# [GOAL 1]
According to the Conan article below, why can the movies keep showing Conan losing without having to convince viewers that he will win in the end?
# [GOAL 2]
Transcribe the passage of the Conan article below, starting at "It’s pure movie" and ending at "era of Hollywood.".

# [DOCUMENT SEGMENT]
***
Decidedly of its 1980s era, the Conan series is full of violence that’s more interested in brute strength than exceptional choreography. Swords are heavy and are used more for crude hacking than incisive clean cuts. While some of Conan’s friends might outsmart their enemies by using the element of surprise, Conan’s violence is direct. He wins not just because he’s the best fighter, but because he’s simply bigger and stronger than everyone else. It all feels exceptionally on theme: a perfect genre of combat to tell the myth of a barbarian king.

But beyond all the action, and the gorgeous grit of these movies’ art design and set decoration, the glue that holds the Conan series together is the pure movie star excellence of Arnold Schwarzenegger.
Part of what made Schwarzenegger such a tremendous star, particularly in these kinds of fantastical blockbusters, is the specificity of his vanity. All movie stars have vanity, of course, it’s part of what makes them sparkle, but while the vanity of some stars is something they guard carefully, Schwarzenegger flaunted his. Stars like The Rock have stipulated that their characters go through fights untouched, and are never forced to suffer defeat, guarding their tough-guy image with care. But no one in Hollywood has ever looked like Arnold, and he knew it. For Arnold, vanity was instead about finding the right ways to exhibit that fact, whether in victory or in defeat, and few movies do so as flagrantly or wonderfully as the Conan movies.
Whether he’s being tortured by Thulsa Doom’s men, crushed by a serpent that’s twice as big as he is, or being crucified and eaten by a carrion bird, Arnold is still unmistakably the most powerful and daunting person on screen. His sheer magnetism, screen presence, and massive physique guarantee that he’s impossible to look away from. The Conan series, like all his best movies, knows perfectly how to take advantage of that fact. The movies get to build their drama by letting us watch Conan lose again and again, stacking the odds infinitely against him without ever needing to convince us he’s going to win in the end; Arnold’s square-jawed glower of determination accomplishes that all on its own. Every look and glance he makes deepens our understanding of his fury for vengeance and his stature as a hero, even when he’s at his weakest.
It’s pure movie star shit, and the kind of performance that feels borderline impossible at this particular moment in Hollywood — and most moments, to be honest. It’s also the secret sauce: the perfect thing to elevate Conan from good to great, from a fantastical oddity to a movie that perfectly defines this entire heavy metal fantasy subgenre. It’s true that we don’t have movie stars at the moment who shine quite as brightly as Arnold in his prime, but it’s also true that actors now rarely get material as fun or well made as Conan these days either. Conan the Destroyer joining Netflix is the perfect excuse to take a trip back in time and catch up on two of the most kickass movies from a very different era of Hollywood.
Conan the Barbarian is available to stream on Philo and AMC via Roku, and rentable on YouTube and Prime Video.
Conan the Destroyer is available to stream on Netflix.
***
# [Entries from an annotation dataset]
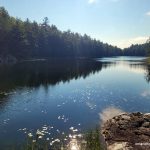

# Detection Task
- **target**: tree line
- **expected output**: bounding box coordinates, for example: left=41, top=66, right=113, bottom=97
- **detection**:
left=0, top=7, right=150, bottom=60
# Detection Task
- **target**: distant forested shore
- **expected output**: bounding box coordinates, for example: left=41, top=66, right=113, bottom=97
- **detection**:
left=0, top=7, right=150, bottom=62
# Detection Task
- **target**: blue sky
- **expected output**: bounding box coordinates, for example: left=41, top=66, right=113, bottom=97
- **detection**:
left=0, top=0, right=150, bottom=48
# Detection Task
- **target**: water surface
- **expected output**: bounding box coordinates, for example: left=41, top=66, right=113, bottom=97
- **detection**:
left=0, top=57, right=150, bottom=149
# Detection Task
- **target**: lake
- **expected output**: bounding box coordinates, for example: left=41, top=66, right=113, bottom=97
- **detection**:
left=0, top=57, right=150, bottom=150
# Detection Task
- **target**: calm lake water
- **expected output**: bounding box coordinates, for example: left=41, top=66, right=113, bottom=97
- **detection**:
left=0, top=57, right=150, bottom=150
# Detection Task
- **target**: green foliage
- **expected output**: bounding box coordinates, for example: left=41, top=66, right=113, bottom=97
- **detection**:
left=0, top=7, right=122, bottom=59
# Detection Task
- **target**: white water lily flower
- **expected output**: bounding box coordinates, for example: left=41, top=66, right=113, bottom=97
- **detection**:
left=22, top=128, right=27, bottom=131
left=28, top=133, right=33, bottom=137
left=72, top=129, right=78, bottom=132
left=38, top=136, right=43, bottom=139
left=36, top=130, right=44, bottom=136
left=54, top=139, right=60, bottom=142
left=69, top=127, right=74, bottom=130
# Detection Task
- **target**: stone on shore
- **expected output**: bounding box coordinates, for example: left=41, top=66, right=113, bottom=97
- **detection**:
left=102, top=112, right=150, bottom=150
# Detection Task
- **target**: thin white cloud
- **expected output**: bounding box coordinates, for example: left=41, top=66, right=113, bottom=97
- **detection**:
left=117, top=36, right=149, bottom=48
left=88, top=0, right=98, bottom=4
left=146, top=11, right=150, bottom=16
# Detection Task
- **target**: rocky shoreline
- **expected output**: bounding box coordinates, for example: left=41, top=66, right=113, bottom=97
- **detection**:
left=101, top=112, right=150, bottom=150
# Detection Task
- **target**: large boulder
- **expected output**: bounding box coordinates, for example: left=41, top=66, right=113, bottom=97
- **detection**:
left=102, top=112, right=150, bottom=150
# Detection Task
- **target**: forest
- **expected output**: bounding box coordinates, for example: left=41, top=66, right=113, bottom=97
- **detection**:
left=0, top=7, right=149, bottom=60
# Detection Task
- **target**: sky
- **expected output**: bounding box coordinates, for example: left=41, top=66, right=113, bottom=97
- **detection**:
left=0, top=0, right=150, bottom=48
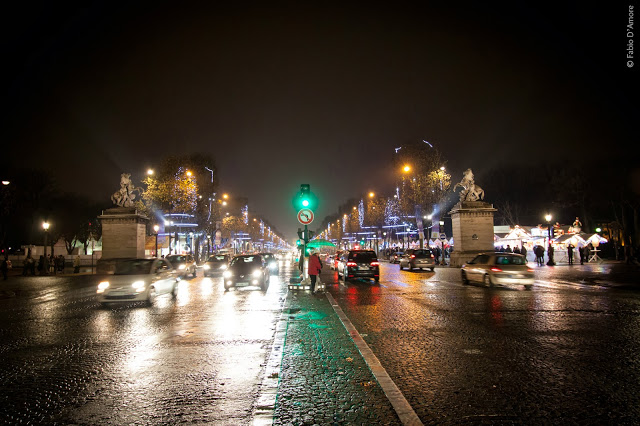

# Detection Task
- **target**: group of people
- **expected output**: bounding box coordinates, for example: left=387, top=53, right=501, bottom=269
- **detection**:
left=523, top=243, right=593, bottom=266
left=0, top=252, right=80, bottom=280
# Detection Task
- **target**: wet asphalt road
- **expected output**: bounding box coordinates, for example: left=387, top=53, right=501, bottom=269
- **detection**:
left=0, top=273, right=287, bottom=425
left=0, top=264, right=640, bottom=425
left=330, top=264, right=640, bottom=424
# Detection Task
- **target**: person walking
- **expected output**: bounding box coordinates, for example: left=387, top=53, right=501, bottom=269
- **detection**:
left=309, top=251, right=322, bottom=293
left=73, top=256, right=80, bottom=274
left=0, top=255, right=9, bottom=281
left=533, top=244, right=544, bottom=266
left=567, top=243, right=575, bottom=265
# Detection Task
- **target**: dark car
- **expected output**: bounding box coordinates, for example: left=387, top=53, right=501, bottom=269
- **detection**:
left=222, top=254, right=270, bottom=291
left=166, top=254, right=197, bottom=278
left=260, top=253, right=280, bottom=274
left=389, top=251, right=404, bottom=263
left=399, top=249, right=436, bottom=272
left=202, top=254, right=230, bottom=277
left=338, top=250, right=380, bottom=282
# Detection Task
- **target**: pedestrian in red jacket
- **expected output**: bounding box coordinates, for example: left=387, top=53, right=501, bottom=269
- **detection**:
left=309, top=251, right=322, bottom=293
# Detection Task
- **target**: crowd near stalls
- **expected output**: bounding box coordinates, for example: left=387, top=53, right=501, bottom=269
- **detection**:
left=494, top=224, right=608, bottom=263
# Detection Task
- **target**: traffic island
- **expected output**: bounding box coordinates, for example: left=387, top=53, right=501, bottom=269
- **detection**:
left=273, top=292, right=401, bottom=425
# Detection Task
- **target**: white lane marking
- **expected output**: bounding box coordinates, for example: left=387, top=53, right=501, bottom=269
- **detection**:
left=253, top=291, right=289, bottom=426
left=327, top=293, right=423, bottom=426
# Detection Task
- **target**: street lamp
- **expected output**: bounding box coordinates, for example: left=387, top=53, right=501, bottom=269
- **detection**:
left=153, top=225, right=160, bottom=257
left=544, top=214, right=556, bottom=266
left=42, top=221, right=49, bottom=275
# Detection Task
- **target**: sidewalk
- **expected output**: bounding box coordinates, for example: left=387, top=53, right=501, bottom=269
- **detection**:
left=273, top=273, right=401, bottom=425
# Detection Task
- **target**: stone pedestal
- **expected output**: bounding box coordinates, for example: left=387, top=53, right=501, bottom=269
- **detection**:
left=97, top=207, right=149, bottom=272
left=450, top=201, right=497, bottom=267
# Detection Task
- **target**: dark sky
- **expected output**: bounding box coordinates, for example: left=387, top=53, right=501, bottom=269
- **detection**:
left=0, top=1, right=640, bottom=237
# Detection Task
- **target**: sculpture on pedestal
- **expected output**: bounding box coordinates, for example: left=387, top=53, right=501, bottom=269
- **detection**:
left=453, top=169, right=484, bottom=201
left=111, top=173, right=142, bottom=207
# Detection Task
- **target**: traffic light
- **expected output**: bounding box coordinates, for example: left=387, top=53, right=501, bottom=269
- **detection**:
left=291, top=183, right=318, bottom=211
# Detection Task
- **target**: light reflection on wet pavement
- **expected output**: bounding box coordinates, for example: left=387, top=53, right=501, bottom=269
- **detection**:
***
# [TASK RESPONSE 1]
Arnold Schwarzenegger's square-jawed glower of determination does that work on its own. Even when he is tortured, crushed, or crucified, his magnetism, screen presence, and massive physique keep him unmistakably the most powerful person on screen.

# [TASK RESPONSE 2]
It’s pure movie star shit, and the kind of performance that feels borderline impossible at this particular moment in Hollywood — and most moments, to be honest. It’s also the secret sauce: the perfect thing to elevate Conan from good to great, from a fantastical oddity to a movie that perfectly defines this entire heavy metal fantasy subgenre. It’s true that we don’t have movie stars at the moment who shine quite as brightly as Arnold in his prime, but it’s also true that actors now rarely get material as fun or well made as Conan these days either. Conan the Destroyer joining Netflix is the perfect excuse to take a trip back in time and catch up on two of the most kickass movies from a very different era of Hollywood.